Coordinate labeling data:
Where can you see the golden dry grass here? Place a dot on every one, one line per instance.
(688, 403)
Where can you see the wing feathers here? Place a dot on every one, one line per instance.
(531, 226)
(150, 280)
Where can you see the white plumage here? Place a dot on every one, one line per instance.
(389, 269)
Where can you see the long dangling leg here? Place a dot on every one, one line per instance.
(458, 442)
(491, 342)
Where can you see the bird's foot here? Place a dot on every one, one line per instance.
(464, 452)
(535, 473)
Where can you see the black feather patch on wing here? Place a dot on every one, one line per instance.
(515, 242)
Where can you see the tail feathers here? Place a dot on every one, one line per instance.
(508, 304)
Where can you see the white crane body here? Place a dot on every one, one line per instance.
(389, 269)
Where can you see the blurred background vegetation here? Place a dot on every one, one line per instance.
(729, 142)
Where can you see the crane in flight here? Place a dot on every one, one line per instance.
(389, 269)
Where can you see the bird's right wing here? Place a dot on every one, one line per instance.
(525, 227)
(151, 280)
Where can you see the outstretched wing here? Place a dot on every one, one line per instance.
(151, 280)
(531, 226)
---
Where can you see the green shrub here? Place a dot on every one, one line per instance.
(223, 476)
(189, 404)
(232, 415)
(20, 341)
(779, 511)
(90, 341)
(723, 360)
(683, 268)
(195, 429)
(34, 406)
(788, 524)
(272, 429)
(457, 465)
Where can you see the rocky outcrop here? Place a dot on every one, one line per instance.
---
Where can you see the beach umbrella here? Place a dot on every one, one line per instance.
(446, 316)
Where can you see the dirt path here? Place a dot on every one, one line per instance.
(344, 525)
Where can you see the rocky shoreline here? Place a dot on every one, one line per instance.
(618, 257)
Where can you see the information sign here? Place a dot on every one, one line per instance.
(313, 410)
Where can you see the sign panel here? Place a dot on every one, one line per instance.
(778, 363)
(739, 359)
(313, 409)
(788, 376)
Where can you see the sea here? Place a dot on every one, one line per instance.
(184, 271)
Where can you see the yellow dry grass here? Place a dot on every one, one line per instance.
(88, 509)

Exercise: Please show every line of the items above that contains the word "crane", copying each line in full. Case counts, so only exact-case matches qualify.

Solution to the exercise:
Where can you see the white crane body here? Place a dot on every one, one line per instance.
Where can you see the crane in flight here? Place a dot on every one, one line per instance.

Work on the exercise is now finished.